● ACTION ITEM: Every record here needs to be written out again exactly.

------------

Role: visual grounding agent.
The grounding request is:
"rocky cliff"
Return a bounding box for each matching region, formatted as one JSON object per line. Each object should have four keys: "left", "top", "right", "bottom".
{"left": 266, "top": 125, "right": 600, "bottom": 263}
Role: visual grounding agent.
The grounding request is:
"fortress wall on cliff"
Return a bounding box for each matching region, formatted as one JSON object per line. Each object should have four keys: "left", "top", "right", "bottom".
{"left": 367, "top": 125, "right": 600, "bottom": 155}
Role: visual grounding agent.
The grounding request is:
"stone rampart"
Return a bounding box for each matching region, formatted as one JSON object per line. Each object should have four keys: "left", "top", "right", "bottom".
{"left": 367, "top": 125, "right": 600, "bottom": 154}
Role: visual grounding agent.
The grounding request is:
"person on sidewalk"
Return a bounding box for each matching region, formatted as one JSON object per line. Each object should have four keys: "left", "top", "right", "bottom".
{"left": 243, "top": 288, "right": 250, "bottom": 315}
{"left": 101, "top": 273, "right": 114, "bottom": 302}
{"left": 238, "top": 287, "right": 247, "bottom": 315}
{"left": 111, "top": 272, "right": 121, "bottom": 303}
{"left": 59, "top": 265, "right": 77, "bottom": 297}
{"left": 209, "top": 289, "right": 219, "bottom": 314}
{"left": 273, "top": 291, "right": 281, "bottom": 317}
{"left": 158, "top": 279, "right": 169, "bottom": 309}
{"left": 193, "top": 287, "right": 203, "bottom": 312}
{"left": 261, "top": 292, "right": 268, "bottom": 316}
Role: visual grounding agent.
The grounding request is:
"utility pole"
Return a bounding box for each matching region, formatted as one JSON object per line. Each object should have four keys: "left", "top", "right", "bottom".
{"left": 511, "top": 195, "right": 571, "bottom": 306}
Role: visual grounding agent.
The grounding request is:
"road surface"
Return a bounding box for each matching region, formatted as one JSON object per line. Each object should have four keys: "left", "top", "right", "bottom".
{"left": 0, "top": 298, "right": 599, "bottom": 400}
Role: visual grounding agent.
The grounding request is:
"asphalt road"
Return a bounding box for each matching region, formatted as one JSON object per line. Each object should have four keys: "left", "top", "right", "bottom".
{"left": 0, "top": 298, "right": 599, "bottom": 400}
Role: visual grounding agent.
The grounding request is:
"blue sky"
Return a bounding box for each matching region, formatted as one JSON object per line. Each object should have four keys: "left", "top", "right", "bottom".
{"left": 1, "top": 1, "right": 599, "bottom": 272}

------------

● TASK ANSWER:
Role: visual grounding agent.
The grounding request is:
"rocky cliff"
Return a bounding box for each matching region, formatted as one JSON object per line. Each object should have four keys: "left", "top", "right", "bottom".
{"left": 266, "top": 125, "right": 600, "bottom": 263}
Role: visual grounding agent.
The grounding request is:
"fortress wall on cliff"
Return a bounding box for each matching region, formatted as one JSON object per line. Each object should have four keys: "left", "top", "right", "bottom".
{"left": 367, "top": 125, "right": 600, "bottom": 155}
Role: visual grounding agent.
The grounding request is:
"stone rampart"
Return a bounding box for each matching region, formatted as one JSON object per line. Each object should have four keys: "left", "top", "right", "bottom".
{"left": 367, "top": 125, "right": 600, "bottom": 154}
Role: visual grounding agent.
The grounding request is:
"person on sidewalk"
Return a bounding box for each matching region, formatted as one JSON object per line. Each object should have four keys: "left", "top", "right", "bottom".
{"left": 243, "top": 288, "right": 250, "bottom": 315}
{"left": 101, "top": 273, "right": 114, "bottom": 302}
{"left": 238, "top": 287, "right": 247, "bottom": 315}
{"left": 111, "top": 272, "right": 121, "bottom": 303}
{"left": 59, "top": 265, "right": 77, "bottom": 297}
{"left": 209, "top": 289, "right": 219, "bottom": 314}
{"left": 273, "top": 291, "right": 281, "bottom": 317}
{"left": 158, "top": 279, "right": 169, "bottom": 309}
{"left": 193, "top": 287, "right": 203, "bottom": 312}
{"left": 261, "top": 292, "right": 268, "bottom": 316}
Role: visual grounding agent.
The grounding request is:
"utility pole"
Return a bounding box for each matching region, formatted as one JSON object per line. Each object should have four keys: "left", "top", "right", "bottom".
{"left": 511, "top": 195, "right": 571, "bottom": 306}
Role: visual grounding agent.
The grounding request is:
"road surface"
Return a bounding box for each matching region, formatted as one JSON object per line. Each object should have four keys: "left", "top", "right", "bottom".
{"left": 0, "top": 298, "right": 599, "bottom": 400}
Role: visual grounding agent.
The grounding request is:
"asphalt road"
Return a bounding box for each matching region, formatted as one JSON object per line. Each object should have four keys: "left", "top", "right", "bottom".
{"left": 0, "top": 298, "right": 599, "bottom": 400}
Role: visual grounding agent.
The grounding request is:
"blue sky"
Return a bounding box for each matching region, formatted as one JSON object per line. Each object should have four keys: "left", "top", "right", "bottom".
{"left": 1, "top": 1, "right": 599, "bottom": 272}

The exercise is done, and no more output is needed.